## Задания
a) Воспроизведите дословно фрагмент источника между «Далее в диссертационном» и «до парламентских дебатов.» включительно.
b) Почему, согласно диссертационному исследованию, на которое ссылается источник, ни один из двух проектов не был осуществлен практически?

## Источник
Далее в диссертационном исследовании указывается на то, что «ни один из этих (вышеназванных двух – В.Ш.) проектов не был осуществлен практически, так как их продуманность оставляла желать лучшего» (4). Подобная аргументация заставляет лишь развести руками. А может, свою роль в нереализации данных проектов сыграла позиция думского большинства, и здесь стоит вспомнить высказывания А.И. Гучкова и прочих лидеров оппозиции, чье отрицательное отношение к данным проектам «как к вредным и ненужным» (5) заставило правительство не доводить дело до парламентских дебатов.

## Предоставленные записи

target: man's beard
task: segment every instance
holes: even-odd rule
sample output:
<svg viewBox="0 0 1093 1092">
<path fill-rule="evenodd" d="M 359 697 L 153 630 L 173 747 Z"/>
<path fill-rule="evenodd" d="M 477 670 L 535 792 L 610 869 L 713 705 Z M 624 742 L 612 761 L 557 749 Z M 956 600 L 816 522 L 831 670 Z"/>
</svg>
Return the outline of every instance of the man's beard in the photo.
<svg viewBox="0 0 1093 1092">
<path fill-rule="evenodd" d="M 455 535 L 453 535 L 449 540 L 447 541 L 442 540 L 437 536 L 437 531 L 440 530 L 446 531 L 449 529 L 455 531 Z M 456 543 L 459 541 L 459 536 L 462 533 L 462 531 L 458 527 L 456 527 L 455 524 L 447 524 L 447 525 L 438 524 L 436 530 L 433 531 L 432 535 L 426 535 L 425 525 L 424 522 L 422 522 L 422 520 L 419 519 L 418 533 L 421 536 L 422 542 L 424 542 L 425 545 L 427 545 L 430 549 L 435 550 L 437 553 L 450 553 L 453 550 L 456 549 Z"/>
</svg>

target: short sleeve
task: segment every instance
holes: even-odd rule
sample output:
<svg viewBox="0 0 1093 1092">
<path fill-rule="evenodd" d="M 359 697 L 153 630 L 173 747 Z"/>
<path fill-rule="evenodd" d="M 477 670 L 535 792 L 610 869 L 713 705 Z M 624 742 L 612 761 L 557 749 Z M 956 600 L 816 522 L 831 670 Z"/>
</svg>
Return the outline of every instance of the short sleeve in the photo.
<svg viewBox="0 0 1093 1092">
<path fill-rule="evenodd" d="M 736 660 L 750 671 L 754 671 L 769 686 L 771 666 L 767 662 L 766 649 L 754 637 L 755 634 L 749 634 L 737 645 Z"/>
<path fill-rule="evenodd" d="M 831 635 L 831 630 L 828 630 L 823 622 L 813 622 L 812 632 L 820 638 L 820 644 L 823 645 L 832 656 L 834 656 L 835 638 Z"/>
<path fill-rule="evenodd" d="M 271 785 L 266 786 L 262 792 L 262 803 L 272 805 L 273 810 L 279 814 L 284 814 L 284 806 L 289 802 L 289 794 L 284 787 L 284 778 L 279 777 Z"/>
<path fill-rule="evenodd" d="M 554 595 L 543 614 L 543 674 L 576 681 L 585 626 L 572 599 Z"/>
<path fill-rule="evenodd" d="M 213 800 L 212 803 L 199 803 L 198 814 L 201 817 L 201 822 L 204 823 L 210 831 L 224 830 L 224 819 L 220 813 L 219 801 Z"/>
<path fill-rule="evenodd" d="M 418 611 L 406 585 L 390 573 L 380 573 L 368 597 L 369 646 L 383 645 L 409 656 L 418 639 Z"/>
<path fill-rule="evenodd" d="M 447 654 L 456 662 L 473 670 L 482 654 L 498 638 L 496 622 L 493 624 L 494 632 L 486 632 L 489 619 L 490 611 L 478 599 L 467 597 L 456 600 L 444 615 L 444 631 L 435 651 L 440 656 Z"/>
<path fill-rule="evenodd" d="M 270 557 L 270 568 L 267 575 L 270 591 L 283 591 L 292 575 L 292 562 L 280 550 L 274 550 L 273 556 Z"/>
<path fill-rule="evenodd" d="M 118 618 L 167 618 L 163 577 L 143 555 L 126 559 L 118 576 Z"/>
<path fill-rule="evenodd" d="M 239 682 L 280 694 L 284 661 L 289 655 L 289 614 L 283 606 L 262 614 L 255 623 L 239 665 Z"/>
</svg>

## Ответы по заданиям
a)
Далее в диссертационном исследовании указывается на то, что «ни один из этих (вышеназванных двух – В.Ш.) проектов не был осуществлен практически, так как их продуманность оставляла желать лучшего» (4). Подобная аргументация заставляет лишь развести руками. А может, свою роль в нереализации данных проектов сыграла позиция думского большинства, и здесь стоит вспомнить высказывания А.И. Гучкова и прочих лидеров оппозиции, чье отрицательное отношение к данным проектам «как к вредным и ненужным» (5) заставило правительство не доводить дело до парламентских дебатов.

b) Потому что их продуманность оставляла желать лучшего.